Identify every line in the items below that contains the word "logo", and copy each such line. Case counts, so match only that exact string.

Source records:
=======
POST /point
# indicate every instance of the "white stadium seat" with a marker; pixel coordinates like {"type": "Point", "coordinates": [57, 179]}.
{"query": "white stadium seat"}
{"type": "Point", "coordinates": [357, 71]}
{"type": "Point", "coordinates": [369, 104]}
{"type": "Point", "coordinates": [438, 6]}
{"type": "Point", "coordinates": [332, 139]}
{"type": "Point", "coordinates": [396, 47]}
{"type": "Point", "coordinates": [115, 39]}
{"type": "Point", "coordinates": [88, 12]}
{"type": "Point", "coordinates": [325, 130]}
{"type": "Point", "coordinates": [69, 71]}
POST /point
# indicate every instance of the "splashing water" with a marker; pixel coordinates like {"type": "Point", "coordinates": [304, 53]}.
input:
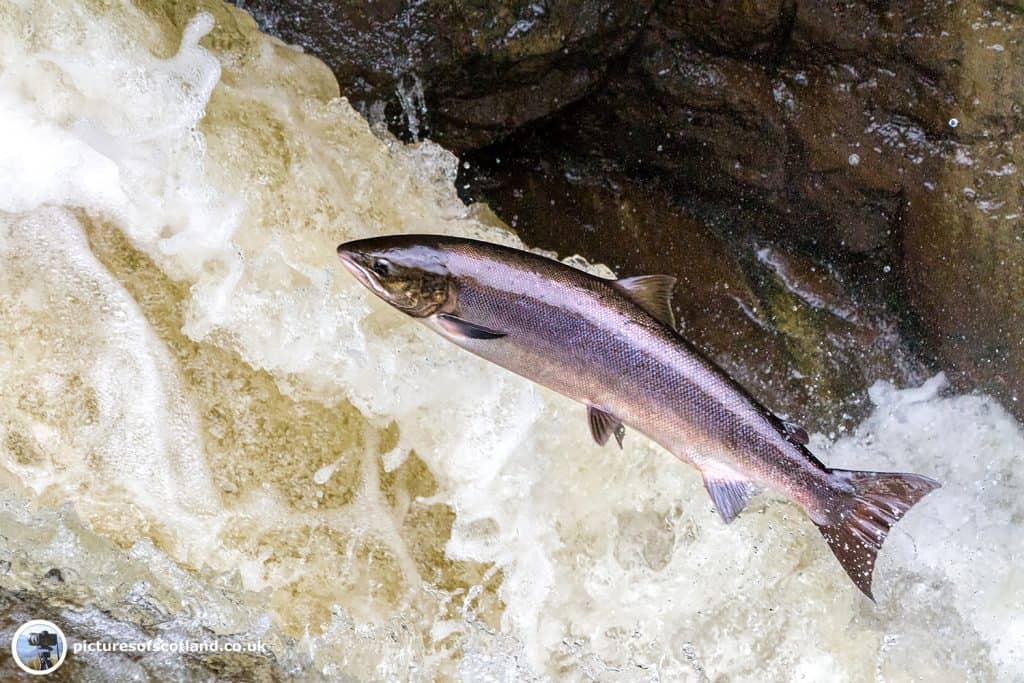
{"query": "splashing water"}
{"type": "Point", "coordinates": [205, 420]}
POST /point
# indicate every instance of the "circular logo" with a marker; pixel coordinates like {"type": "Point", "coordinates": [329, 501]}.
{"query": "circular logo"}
{"type": "Point", "coordinates": [39, 647]}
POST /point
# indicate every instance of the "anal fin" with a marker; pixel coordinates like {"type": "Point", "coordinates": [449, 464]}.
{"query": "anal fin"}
{"type": "Point", "coordinates": [729, 491]}
{"type": "Point", "coordinates": [603, 425]}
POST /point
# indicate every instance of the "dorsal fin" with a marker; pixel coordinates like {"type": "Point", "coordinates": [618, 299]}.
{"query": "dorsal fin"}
{"type": "Point", "coordinates": [795, 433]}
{"type": "Point", "coordinates": [652, 293]}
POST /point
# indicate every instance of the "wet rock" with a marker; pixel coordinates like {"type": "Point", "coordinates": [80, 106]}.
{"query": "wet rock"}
{"type": "Point", "coordinates": [834, 129]}
{"type": "Point", "coordinates": [463, 73]}
{"type": "Point", "coordinates": [800, 335]}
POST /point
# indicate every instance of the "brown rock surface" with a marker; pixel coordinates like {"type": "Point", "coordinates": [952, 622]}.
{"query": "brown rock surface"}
{"type": "Point", "coordinates": [865, 134]}
{"type": "Point", "coordinates": [465, 74]}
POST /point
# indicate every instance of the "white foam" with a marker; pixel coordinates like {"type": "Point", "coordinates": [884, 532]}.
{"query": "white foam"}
{"type": "Point", "coordinates": [610, 562]}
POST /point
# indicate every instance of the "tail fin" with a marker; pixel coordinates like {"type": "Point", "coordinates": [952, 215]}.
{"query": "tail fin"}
{"type": "Point", "coordinates": [878, 501]}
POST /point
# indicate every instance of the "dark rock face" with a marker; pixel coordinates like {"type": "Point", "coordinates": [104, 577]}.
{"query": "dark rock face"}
{"type": "Point", "coordinates": [464, 74]}
{"type": "Point", "coordinates": [803, 337]}
{"type": "Point", "coordinates": [880, 137]}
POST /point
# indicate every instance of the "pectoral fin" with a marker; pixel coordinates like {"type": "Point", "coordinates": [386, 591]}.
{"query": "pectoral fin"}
{"type": "Point", "coordinates": [728, 489]}
{"type": "Point", "coordinates": [603, 425]}
{"type": "Point", "coordinates": [652, 293]}
{"type": "Point", "coordinates": [460, 328]}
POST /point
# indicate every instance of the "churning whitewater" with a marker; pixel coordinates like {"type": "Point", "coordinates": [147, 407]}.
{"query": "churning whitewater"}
{"type": "Point", "coordinates": [612, 346]}
{"type": "Point", "coordinates": [283, 458]}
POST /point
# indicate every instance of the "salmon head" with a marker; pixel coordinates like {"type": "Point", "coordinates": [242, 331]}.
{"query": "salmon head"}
{"type": "Point", "coordinates": [408, 272]}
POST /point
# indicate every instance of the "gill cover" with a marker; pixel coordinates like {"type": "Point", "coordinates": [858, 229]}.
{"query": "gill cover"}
{"type": "Point", "coordinates": [412, 279]}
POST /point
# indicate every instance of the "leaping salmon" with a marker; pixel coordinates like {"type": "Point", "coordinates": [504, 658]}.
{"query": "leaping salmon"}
{"type": "Point", "coordinates": [612, 345]}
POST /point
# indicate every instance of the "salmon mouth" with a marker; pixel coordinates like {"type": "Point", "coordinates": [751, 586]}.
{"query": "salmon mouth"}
{"type": "Point", "coordinates": [350, 260]}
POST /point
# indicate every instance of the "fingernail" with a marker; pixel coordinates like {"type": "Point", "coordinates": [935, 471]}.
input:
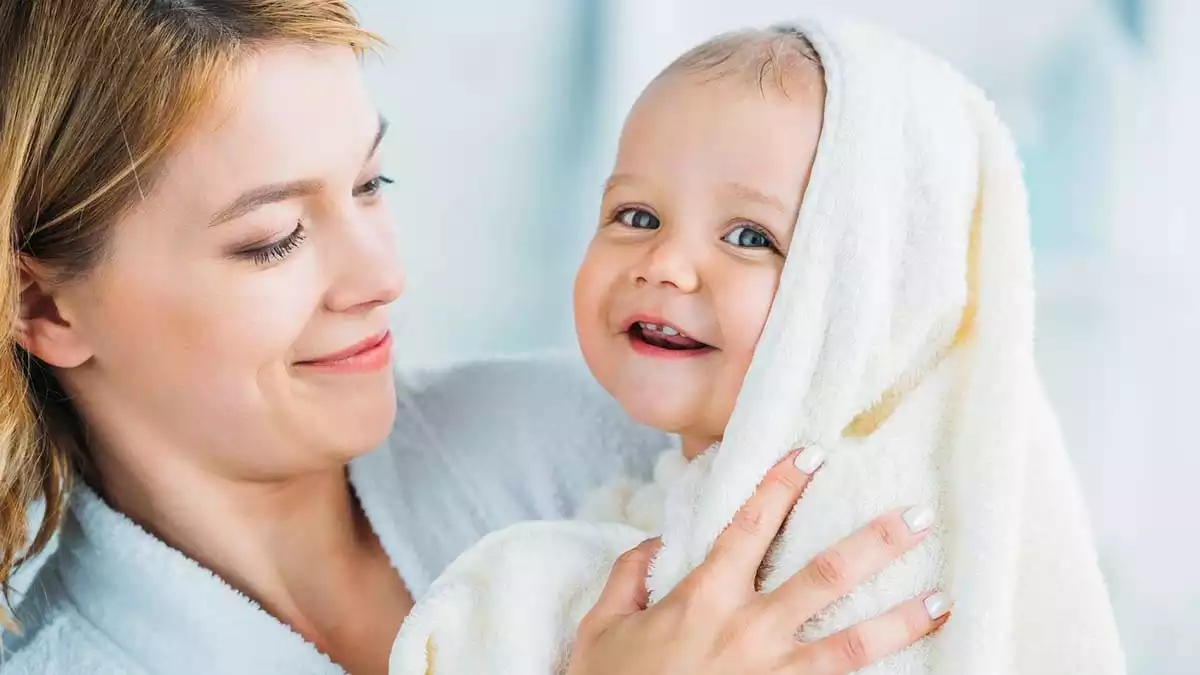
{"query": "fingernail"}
{"type": "Point", "coordinates": [918, 519]}
{"type": "Point", "coordinates": [937, 605]}
{"type": "Point", "coordinates": [810, 459]}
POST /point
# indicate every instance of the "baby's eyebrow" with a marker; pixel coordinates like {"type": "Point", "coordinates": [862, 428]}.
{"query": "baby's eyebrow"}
{"type": "Point", "coordinates": [618, 179]}
{"type": "Point", "coordinates": [748, 193]}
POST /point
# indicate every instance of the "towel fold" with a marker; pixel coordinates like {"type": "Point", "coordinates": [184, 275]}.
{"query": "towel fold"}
{"type": "Point", "coordinates": [901, 341]}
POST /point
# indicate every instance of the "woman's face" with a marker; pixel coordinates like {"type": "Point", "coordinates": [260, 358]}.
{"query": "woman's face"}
{"type": "Point", "coordinates": [211, 334]}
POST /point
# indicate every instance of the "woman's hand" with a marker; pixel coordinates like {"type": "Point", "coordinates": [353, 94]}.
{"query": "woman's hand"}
{"type": "Point", "coordinates": [715, 621]}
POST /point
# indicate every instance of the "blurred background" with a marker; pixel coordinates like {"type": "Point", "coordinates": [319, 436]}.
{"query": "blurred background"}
{"type": "Point", "coordinates": [505, 119]}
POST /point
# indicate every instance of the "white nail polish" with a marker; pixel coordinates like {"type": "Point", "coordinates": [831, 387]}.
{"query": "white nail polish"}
{"type": "Point", "coordinates": [810, 459]}
{"type": "Point", "coordinates": [937, 605]}
{"type": "Point", "coordinates": [918, 519]}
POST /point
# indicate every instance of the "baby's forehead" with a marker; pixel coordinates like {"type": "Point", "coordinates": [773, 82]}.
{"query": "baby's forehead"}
{"type": "Point", "coordinates": [720, 138]}
{"type": "Point", "coordinates": [778, 59]}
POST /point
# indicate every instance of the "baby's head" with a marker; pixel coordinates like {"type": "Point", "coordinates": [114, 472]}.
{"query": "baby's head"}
{"type": "Point", "coordinates": [694, 228]}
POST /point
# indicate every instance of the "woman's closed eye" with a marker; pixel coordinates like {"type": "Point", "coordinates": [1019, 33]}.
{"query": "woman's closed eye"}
{"type": "Point", "coordinates": [750, 237]}
{"type": "Point", "coordinates": [273, 251]}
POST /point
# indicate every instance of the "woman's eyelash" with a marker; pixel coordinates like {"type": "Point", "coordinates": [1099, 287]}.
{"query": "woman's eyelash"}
{"type": "Point", "coordinates": [372, 186]}
{"type": "Point", "coordinates": [275, 251]}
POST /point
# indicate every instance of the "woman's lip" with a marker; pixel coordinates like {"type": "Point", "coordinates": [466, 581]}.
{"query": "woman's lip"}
{"type": "Point", "coordinates": [358, 348]}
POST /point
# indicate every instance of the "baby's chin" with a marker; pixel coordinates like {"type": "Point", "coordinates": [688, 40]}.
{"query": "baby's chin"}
{"type": "Point", "coordinates": [682, 412]}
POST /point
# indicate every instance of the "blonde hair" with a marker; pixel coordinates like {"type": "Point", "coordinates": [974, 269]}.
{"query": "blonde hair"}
{"type": "Point", "coordinates": [93, 94]}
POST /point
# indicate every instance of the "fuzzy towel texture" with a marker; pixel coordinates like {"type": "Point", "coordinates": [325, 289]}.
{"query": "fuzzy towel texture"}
{"type": "Point", "coordinates": [901, 341]}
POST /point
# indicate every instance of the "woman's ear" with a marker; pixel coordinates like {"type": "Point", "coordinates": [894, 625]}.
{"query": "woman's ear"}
{"type": "Point", "coordinates": [43, 328]}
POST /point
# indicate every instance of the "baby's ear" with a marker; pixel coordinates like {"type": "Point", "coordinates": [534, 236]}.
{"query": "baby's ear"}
{"type": "Point", "coordinates": [42, 326]}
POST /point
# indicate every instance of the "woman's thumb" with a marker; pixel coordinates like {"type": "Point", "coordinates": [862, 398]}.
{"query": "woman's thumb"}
{"type": "Point", "coordinates": [625, 592]}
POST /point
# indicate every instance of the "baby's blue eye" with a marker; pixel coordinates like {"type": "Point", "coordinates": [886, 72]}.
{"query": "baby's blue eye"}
{"type": "Point", "coordinates": [641, 219]}
{"type": "Point", "coordinates": [748, 238]}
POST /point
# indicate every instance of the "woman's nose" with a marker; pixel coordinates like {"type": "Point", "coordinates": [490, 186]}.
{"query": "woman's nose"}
{"type": "Point", "coordinates": [367, 273]}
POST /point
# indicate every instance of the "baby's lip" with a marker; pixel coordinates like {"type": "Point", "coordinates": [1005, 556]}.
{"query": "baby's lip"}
{"type": "Point", "coordinates": [658, 323]}
{"type": "Point", "coordinates": [645, 318]}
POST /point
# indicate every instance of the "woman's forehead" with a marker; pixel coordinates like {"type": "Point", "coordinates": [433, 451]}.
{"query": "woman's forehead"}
{"type": "Point", "coordinates": [288, 113]}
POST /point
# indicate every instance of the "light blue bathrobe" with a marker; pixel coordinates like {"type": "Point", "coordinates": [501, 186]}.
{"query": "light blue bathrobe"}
{"type": "Point", "coordinates": [474, 448]}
=======
#### RESPONSE:
# indicate every instance of the "circular logo" with a marker; pixel coordinates like {"type": "Point", "coordinates": [329, 501]}.
{"query": "circular logo"}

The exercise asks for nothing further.